### Exercício
Pode redigitar sem alterações o trecho do texto sobre Camus que começa em "Em relação à" e segue até "os Estados Unidos."?

### Texto do documento
::::

Em relação à guerra da Argélia
(54) as suas posições, entendidas como demasiado ambíguas, mais não faziam do
que revestir um dilema moral. Camus era favorável a uma autonomia do território
defendendo que os que nasceram na Argélia, independentemente das suas origens,
deveriam viver e ser livres na sua terra. Chega a defender as acções do governo
francês contra a revolta argumentando que o levantamento argelino era parte de
uma nova “espécie de imperialismo” liderado pelo Egipto na sequência de uma
ofensiva soviética para cercar a Europa e isolar os Estados Unidos.
Durante toda a sua vida Camus foi
um forte opositor a todo o tipo de totalitarismo. Sempre activo com a
Resistência Francesa durante a ocupação alemã, dirigindo o jornal Combat , é também um dos primeiros a
condenar a os excessos da vitória sobre os colaboradores, opondo-se de forma
absoluta tanto à intolerância como à pena de morte. É na sequência desta
oposição absoluta a todo o tipo de totalitarismo que ocorre a ruptura com
Sartre, adepto de um marxismo radical aplicado pela “política das massas”.

::::

### Dados fornecidos
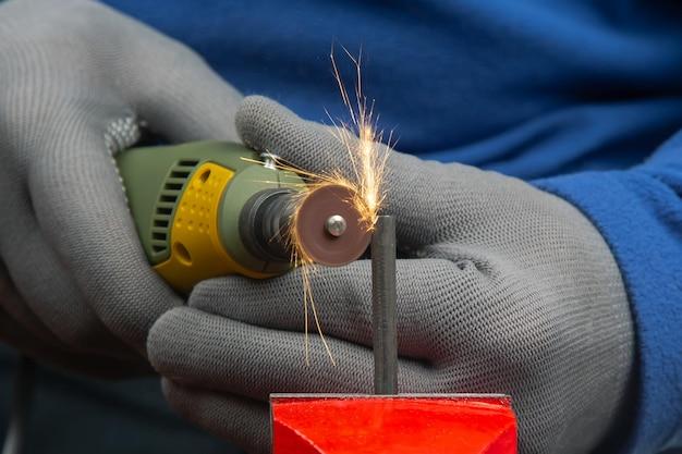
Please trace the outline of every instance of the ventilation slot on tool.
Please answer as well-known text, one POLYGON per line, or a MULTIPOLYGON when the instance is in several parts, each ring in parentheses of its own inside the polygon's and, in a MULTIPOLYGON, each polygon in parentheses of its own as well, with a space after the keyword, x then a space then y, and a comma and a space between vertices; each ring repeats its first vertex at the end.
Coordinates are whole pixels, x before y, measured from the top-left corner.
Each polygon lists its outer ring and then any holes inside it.
POLYGON ((169 251, 170 226, 175 203, 180 199, 190 175, 198 163, 198 160, 183 159, 178 161, 168 173, 151 220, 151 250, 155 256, 166 255, 169 251))

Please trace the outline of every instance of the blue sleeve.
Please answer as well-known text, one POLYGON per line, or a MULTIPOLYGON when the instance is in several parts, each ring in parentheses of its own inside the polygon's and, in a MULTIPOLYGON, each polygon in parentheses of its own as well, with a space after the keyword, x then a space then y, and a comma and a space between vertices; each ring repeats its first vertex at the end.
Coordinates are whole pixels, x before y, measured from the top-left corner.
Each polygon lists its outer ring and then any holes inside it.
POLYGON ((625 453, 682 446, 682 133, 626 171, 534 182, 579 207, 618 261, 636 327, 633 430, 625 453))

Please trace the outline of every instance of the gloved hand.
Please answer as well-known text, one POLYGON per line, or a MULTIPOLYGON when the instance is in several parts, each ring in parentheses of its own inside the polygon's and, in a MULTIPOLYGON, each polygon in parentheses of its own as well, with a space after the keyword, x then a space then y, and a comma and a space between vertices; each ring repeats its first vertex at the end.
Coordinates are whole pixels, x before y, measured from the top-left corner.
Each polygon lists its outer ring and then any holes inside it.
POLYGON ((184 46, 84 0, 2 2, 0 81, 0 339, 77 369, 139 368, 149 327, 183 302, 147 263, 112 155, 142 124, 234 140, 241 96, 184 46))
MULTIPOLYGON (((236 114, 245 144, 303 169, 350 173, 327 127, 266 98, 236 114)), ((617 263, 572 205, 520 180, 392 152, 401 392, 509 393, 522 453, 587 453, 626 394, 633 328, 617 263)), ((257 453, 270 392, 370 392, 370 265, 312 277, 338 365, 304 363, 301 275, 200 283, 151 328, 149 359, 182 415, 257 453)), ((324 424, 324 421, 321 421, 324 424)))

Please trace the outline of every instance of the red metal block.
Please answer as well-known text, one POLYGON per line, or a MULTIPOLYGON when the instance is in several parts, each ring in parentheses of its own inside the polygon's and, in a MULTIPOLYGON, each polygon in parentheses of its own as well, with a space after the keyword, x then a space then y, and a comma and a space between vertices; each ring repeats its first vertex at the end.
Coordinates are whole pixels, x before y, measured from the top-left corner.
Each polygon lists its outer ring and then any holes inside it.
POLYGON ((272 454, 516 454, 503 395, 272 394, 272 454))

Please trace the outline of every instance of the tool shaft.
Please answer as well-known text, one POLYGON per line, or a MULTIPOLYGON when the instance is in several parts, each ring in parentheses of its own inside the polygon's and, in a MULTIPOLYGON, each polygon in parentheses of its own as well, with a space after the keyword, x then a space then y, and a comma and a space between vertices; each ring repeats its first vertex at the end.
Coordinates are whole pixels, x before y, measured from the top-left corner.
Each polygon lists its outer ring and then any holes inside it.
POLYGON ((372 237, 374 392, 398 394, 395 219, 380 216, 372 237))

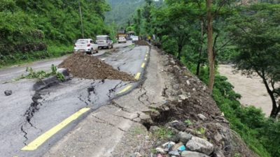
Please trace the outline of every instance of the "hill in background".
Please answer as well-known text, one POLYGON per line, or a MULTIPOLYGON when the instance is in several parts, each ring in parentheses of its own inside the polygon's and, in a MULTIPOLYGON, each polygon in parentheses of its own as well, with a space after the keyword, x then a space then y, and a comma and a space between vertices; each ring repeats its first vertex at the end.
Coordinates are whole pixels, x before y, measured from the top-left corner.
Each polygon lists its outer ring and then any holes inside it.
POLYGON ((145 3, 145 0, 107 0, 111 6, 111 11, 106 14, 105 22, 113 22, 118 27, 125 26, 127 20, 132 18, 135 10, 145 3))

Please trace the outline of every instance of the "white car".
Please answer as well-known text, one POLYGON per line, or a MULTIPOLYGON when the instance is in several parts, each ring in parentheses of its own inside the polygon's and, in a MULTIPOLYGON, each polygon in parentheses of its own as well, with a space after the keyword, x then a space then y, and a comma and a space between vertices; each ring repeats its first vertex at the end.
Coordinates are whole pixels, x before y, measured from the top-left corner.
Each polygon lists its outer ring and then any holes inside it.
POLYGON ((98 53, 98 45, 91 38, 78 39, 75 43, 74 52, 85 52, 89 54, 98 53))
POLYGON ((127 43, 127 40, 125 39, 125 37, 120 36, 120 37, 118 38, 118 43, 127 43))
POLYGON ((138 36, 132 36, 132 43, 135 43, 139 40, 138 36))
POLYGON ((97 36, 96 42, 97 43, 98 47, 99 48, 113 48, 113 40, 108 36, 97 36))

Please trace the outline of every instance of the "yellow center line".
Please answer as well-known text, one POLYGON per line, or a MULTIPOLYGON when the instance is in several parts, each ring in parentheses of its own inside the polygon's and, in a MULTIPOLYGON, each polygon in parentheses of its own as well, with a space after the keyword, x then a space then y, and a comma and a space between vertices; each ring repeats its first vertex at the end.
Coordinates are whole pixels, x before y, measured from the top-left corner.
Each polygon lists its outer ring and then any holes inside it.
POLYGON ((140 78, 140 75, 141 75, 141 73, 137 73, 136 74, 136 75, 135 75, 135 79, 136 80, 139 80, 139 78, 140 78))
POLYGON ((62 130, 64 127, 67 126, 71 121, 74 121, 75 119, 78 119, 80 115, 85 113, 90 108, 82 108, 77 112, 73 114, 69 117, 65 119, 62 122, 56 125, 52 128, 50 129, 45 133, 41 135, 31 143, 23 147, 21 150, 22 151, 34 151, 36 150, 38 147, 40 147, 43 143, 44 143, 46 140, 50 138, 53 135, 57 133, 58 131, 62 130))
POLYGON ((121 90, 120 92, 118 92, 118 94, 122 94, 125 92, 126 91, 127 91, 128 89, 130 89, 131 87, 132 87, 132 85, 128 85, 125 88, 122 89, 122 90, 121 90))
POLYGON ((145 63, 143 63, 142 65, 141 66, 141 67, 142 68, 144 68, 145 67, 145 63))

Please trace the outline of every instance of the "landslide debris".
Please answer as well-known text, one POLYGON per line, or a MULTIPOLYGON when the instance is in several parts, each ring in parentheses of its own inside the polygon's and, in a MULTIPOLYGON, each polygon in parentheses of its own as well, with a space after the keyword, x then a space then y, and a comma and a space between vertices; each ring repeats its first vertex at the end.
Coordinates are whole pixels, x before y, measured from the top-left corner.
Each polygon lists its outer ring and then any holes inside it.
POLYGON ((148 45, 147 42, 146 42, 145 40, 143 40, 136 41, 135 45, 143 45, 143 46, 150 46, 150 45, 148 45))
POLYGON ((96 57, 83 53, 73 54, 61 63, 58 67, 68 68, 73 76, 80 78, 135 81, 134 77, 130 74, 113 68, 96 57))

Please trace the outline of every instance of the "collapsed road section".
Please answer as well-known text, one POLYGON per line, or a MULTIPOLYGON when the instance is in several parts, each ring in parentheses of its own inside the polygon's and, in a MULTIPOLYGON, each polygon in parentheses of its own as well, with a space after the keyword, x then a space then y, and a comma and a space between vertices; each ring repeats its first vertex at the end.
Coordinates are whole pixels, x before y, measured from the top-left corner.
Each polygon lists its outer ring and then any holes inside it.
POLYGON ((8 97, 0 95, 0 99, 3 100, 0 105, 2 111, 0 140, 4 144, 0 148, 0 156, 41 156, 90 110, 132 90, 138 82, 129 80, 142 77, 145 68, 142 65, 147 64, 148 51, 147 46, 126 47, 100 58, 115 70, 119 67, 121 73, 130 75, 130 79, 125 81, 120 77, 118 80, 72 77, 65 82, 42 88, 39 91, 34 91, 34 82, 30 80, 1 84, 1 89, 13 89, 13 94, 8 97), (36 100, 38 105, 33 106, 36 108, 33 110, 30 107, 34 103, 32 97, 35 94, 38 94, 40 98, 36 100), (34 111, 28 114, 31 116, 27 116, 28 110, 34 111))

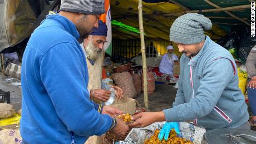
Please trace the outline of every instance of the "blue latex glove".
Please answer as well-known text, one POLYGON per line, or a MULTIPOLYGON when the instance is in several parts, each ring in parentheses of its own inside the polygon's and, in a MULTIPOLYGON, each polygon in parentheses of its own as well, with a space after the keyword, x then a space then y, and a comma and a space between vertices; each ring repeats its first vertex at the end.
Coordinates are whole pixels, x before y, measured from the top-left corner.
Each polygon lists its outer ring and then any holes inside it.
POLYGON ((164 126, 162 128, 162 130, 161 130, 159 135, 158 135, 158 138, 159 139, 159 140, 161 141, 164 136, 164 139, 165 140, 165 141, 167 141, 168 140, 170 132, 173 128, 174 128, 174 130, 178 134, 177 135, 179 136, 180 135, 180 131, 179 127, 178 122, 165 122, 165 123, 164 125, 164 126))

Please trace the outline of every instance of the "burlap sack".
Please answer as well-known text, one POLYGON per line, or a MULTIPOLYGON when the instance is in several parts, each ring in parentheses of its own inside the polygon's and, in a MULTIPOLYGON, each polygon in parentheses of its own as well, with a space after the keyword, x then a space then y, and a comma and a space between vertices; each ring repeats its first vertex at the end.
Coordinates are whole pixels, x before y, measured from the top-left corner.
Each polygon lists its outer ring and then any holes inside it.
POLYGON ((129 72, 115 73, 112 77, 116 85, 122 89, 124 97, 134 98, 136 96, 137 92, 129 72))
POLYGON ((13 116, 15 111, 12 105, 7 103, 0 103, 0 118, 13 116))
POLYGON ((0 131, 0 140, 5 144, 22 144, 19 130, 5 129, 0 131))

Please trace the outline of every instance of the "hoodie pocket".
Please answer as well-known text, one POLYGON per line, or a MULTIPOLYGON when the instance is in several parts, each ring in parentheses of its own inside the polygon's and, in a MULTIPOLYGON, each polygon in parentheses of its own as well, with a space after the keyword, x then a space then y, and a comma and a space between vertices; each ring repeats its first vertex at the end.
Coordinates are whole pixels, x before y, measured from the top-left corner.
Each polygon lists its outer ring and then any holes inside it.
POLYGON ((214 107, 214 110, 220 115, 225 120, 226 120, 228 123, 231 123, 232 120, 220 108, 217 106, 214 107))

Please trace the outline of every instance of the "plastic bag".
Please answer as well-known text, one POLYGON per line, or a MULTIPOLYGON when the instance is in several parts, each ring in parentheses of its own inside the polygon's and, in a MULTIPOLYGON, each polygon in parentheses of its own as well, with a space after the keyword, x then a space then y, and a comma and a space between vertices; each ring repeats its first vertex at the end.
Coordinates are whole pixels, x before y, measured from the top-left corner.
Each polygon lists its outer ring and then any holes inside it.
POLYGON ((0 118, 12 117, 15 111, 12 105, 6 103, 0 103, 0 118))
POLYGON ((250 36, 241 40, 239 51, 239 59, 240 62, 245 63, 250 50, 255 45, 256 45, 256 37, 252 38, 250 36))
MULTIPOLYGON (((3 143, 22 144, 22 138, 19 130, 5 129, 0 131, 0 140, 3 143)), ((1 141, 0 141, 1 142, 1 141)), ((0 142, 0 143, 1 143, 0 142)))
POLYGON ((247 82, 247 72, 240 70, 240 68, 238 68, 239 85, 238 86, 241 89, 244 95, 245 94, 245 88, 247 82))

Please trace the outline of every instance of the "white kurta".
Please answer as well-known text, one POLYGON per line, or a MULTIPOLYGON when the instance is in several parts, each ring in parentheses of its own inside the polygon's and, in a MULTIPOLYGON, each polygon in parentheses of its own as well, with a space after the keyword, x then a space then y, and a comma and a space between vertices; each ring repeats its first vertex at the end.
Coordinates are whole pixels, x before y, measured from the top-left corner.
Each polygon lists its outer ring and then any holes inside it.
POLYGON ((159 71, 160 72, 171 75, 173 75, 174 61, 179 60, 179 58, 175 54, 172 53, 171 59, 171 60, 169 58, 168 53, 164 55, 159 66, 159 71))

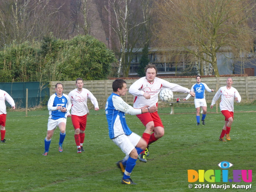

::::

### Resposta
Em relação à guerra da Argélia
(54) as suas posições, entendidas como demasiado ambíguas, mais não faziam do
que revestir um dilema moral. Camus era favorável a uma autonomia do território
defendendo que os que nasceram na Argélia, independentemente das suas origens,
deveriam viver e ser livres na sua terra. Chega a defender as acções do governo
francês contra a revolta argumentando que o levantamento argelino era parte de
uma nova “espécie de imperialismo” liderado pelo Egipto na sequência de uma
ofensiva soviética para cercar a Europa e isolar os Estados Unidos.